#### What is asked
a) From the forum thread on the EDUP EP-N8508 driver, reproduce word for word the part starting at "Bought this 8508" and ending at "resembling anything Linux.".
b) In the forum thread on the EDUP EP-N8508 driver, which commands do hal8000's replies tell the reader to run or show being run? List all of them.

#### Passage shown

------------------------------------------------------------

# [SOLVED] Which driver for EDUP EP-N8508



## geosman

Bought this 8508 because it says it is a Linux compatible wifi adapter (super mini).
I have read thru all the info on drivers on the mini cd which comes with it and see nothing remotely resembling anything Linux.
Does this mean I should consider ndiswrapper as Linux compatible?

I found a reference to an update at Realtech which EDUP supplied in their posts but the post pages appear to be duplicates of the first page. No contact info for EDUP.
Anyway has anyone used this on Linux? Or email address for EDUP?


----------



## hal8000

*Re: Which driver for EDUP EP-N8508*

I found a wiki page:

https://wikidevi.com/wiki/EDUP_EP-N8508

The left hand sider suggests the kernel module to use is rtl8192cu, so:

sudo modprobe rtl8192cu

If this module loads then try ifconfig and see if you have a wireless interface.

The easy way is to return it and get a refund, then buy something from the HCL:
LinuxQuestions.org HCL - Network Cards


----------



## geosman

*Re: Which driver for EDUP EP-N8508*

Thanks for looking that up. Feeling stupid here for not having done so. Was following trail of how to configure rc.inet1.conf and wpa.supplicant files so that the network could be brought up. Now have to see why I don't have rtl8192cu. there are 88_92_cu drivers for Windows thus the potential for ndiswrapper maybe??
Haven't found HCLs of recent vintage when needed of late. Or those on the list are not available locally. I keep getting screwed ordering via internet.
Will check UR URL thanks again big.


----------



## hal8000

*Re: Which driver for EDUP EP-N8508*

What kernel is on your system?
The module is available with kernel 3.11 and possibly earlier. Post output of uname -a

uname -a
Linux orac 3.11.0-12-generic #19-Ubuntu SMP Wed Oct 9 16:12:00 UTC 2013 i686 i686 i686 GNU/Linux


----------



## geosman

*Re: Which driver for EDUP EP-N8508*

Now running on 2.6.37 which is between Realtek's 2.6.18 and 3.9 that was on their website when I downloaded rtl8188C_8192C... Where did U see 3.11?
uname -a ---> Linux polaris 2.6.37.6-smp #2 SMP Sat Apr 9 23:39:07 CDT 2011 i686 AMD Athlon(tm) XP 2200+ AuthenticAMD GNU/Linux
Its past due for 14.1.

------------------------------------------------------------

#### Record excerpts
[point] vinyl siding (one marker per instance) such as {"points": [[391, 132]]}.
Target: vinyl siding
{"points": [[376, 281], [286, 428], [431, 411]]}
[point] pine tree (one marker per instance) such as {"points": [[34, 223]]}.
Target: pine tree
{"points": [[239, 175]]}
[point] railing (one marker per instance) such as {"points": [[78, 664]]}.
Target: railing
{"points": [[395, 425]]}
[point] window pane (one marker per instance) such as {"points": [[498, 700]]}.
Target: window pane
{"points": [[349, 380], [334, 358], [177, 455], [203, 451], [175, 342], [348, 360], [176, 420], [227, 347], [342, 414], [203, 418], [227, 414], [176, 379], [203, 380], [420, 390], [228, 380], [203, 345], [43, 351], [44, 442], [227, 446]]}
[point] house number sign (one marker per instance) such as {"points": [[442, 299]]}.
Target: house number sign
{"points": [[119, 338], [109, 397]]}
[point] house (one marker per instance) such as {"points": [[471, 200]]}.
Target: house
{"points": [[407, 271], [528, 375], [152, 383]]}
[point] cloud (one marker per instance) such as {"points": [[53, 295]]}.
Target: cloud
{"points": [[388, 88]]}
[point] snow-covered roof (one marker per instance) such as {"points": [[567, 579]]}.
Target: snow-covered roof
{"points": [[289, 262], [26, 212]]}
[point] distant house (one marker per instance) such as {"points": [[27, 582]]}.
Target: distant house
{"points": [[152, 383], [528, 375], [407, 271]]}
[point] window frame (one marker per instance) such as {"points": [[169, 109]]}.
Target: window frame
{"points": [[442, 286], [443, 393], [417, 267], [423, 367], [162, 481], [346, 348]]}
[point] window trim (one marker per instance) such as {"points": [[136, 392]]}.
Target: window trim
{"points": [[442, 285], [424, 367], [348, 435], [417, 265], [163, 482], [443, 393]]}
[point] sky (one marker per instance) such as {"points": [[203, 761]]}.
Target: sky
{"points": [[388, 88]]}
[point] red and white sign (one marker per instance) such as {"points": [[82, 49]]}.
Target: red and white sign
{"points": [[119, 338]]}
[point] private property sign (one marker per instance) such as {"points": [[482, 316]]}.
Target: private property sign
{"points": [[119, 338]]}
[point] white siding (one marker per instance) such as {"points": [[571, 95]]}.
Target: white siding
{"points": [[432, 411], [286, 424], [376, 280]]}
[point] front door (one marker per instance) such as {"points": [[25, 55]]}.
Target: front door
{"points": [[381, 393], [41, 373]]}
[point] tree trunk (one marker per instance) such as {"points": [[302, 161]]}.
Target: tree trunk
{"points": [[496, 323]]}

------------------------------------------------------------

#### The answers
a)
Bought this 8508 because it says it is a Linux compatible wifi adapter (super mini).
I have read thru all the info on drivers on the mini cd which comes with it and see nothing remotely resembling anything Linux.

b)
- sudo modprobe rtl8192cu
- ifconfig
- uname -a